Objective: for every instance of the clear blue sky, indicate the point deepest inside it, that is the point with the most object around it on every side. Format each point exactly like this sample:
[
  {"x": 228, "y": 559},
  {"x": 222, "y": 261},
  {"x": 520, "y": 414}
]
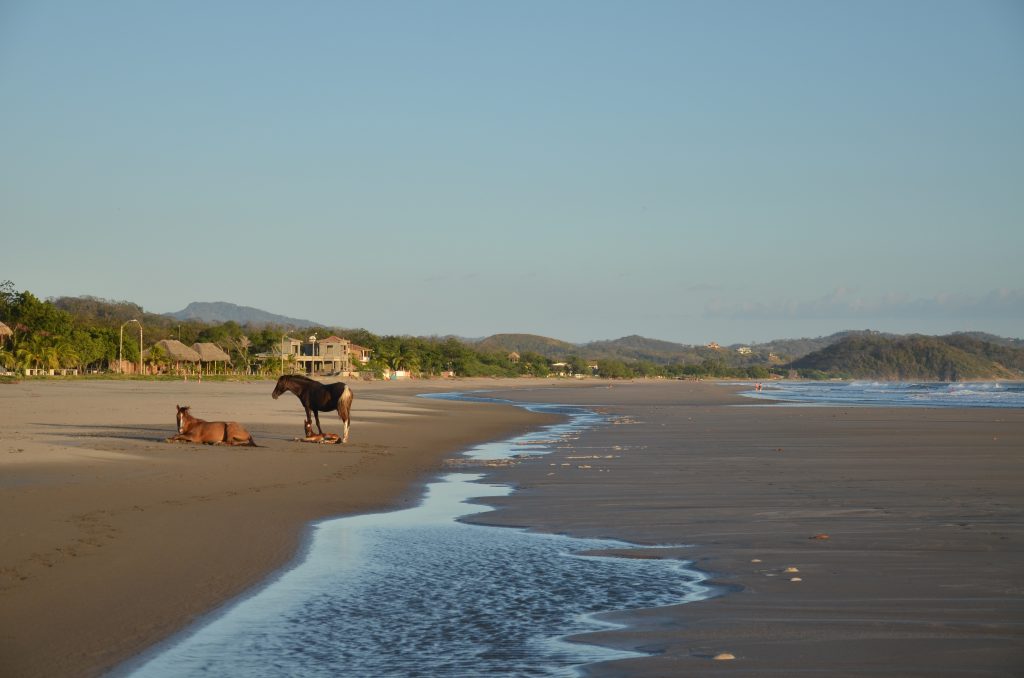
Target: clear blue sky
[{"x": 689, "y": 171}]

------------------------

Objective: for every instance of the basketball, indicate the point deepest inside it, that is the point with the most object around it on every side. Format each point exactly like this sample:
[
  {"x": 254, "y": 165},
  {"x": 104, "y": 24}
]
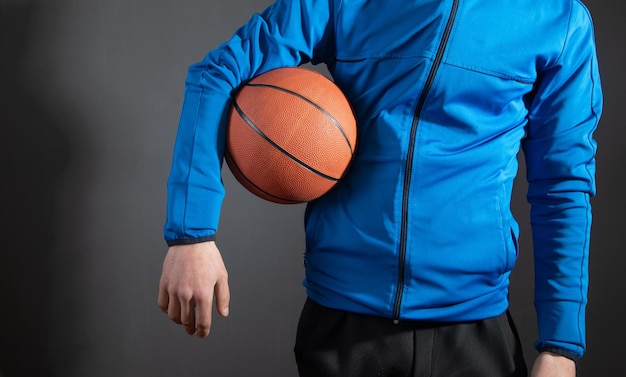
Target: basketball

------------------------

EJERCICIO BREVE
Extrae de los registros cada línea que contenga la palabra "basketball".

RESPUESTA COMPLETA
Objective: for every instance of the basketball, indicate the point deepest inside it, that is the point with the most object around it on every side. Format each point exactly like this sample:
Target: basketball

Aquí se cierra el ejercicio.